What the task requires =>
Within the entries below, every line containing "target" is to be copied.

Provided material =>

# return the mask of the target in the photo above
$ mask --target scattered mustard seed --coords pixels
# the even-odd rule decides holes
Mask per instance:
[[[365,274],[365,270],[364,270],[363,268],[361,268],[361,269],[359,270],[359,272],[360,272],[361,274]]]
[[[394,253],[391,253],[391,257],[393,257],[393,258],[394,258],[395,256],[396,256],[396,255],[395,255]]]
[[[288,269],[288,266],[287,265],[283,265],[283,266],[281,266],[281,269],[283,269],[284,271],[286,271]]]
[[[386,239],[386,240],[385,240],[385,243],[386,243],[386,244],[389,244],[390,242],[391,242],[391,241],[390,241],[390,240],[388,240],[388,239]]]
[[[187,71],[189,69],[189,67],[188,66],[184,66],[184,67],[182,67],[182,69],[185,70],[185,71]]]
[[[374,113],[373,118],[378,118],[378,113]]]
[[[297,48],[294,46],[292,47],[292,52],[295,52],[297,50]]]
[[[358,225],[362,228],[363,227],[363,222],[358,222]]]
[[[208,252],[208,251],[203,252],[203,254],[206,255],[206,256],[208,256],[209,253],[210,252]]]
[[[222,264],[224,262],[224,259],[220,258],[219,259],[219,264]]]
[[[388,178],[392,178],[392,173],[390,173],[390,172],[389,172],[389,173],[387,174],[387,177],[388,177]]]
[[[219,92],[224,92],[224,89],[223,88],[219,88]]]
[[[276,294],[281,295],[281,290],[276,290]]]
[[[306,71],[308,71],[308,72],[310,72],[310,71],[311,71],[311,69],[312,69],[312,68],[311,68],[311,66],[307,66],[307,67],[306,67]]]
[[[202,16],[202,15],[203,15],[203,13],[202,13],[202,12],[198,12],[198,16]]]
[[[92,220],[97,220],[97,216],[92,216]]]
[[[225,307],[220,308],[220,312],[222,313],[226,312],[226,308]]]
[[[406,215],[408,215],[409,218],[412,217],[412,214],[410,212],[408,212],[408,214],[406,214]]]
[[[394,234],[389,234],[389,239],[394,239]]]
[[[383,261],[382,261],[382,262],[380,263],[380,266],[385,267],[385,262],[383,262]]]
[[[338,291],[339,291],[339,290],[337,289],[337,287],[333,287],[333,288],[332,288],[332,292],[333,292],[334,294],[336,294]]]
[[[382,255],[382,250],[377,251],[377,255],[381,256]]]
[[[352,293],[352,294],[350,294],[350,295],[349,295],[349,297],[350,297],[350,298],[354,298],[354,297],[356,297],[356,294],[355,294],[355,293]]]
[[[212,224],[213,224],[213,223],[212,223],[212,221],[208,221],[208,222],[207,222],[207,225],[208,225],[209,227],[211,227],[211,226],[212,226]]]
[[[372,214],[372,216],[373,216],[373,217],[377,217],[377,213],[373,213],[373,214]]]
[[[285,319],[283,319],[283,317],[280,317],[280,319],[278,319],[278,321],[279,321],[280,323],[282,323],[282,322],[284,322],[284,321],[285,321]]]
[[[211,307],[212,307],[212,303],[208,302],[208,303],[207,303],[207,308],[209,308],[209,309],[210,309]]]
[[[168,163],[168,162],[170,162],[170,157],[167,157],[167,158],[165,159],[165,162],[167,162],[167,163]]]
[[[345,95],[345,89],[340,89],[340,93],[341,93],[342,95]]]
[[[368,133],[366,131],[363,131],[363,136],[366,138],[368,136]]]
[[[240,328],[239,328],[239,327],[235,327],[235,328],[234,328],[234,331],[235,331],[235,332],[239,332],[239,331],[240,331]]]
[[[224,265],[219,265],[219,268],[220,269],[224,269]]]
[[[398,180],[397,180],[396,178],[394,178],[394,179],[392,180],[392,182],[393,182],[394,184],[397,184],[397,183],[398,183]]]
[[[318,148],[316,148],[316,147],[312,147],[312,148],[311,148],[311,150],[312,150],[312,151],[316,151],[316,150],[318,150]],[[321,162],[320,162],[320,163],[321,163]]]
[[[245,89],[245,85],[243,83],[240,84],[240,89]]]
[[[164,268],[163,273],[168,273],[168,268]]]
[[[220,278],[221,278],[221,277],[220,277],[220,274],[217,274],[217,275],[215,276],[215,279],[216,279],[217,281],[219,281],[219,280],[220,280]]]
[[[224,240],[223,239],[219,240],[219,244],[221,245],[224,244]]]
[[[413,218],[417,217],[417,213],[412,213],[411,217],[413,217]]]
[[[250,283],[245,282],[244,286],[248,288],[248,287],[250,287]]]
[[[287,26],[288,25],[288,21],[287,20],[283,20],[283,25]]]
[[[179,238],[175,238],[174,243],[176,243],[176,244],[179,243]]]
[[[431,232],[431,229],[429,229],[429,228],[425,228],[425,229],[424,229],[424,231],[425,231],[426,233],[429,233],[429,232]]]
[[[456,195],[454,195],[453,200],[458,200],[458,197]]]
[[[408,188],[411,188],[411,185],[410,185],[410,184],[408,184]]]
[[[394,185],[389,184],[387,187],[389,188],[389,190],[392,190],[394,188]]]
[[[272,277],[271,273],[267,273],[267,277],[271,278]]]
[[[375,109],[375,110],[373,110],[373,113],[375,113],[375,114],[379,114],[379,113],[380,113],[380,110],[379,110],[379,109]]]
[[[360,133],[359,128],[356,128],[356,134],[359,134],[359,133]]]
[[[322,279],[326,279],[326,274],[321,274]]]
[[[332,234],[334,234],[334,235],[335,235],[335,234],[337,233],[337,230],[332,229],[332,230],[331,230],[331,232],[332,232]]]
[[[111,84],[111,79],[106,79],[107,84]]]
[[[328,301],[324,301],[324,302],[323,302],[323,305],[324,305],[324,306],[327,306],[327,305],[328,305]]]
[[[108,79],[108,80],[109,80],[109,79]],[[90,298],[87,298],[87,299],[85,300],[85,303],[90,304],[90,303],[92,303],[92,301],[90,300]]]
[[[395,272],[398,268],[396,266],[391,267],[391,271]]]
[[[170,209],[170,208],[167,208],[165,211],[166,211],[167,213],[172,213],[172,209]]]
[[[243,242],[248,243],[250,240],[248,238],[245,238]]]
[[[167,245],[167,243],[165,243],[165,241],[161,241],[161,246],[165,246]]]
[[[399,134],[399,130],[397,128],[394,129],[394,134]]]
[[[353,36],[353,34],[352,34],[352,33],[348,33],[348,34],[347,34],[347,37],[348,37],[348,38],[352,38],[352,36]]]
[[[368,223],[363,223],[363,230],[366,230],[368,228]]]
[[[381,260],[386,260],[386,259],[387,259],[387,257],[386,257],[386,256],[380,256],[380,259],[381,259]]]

Solution to this problem =>
# return the mask of the target in the photo above
$ mask --target scattered mustard seed --coords pixels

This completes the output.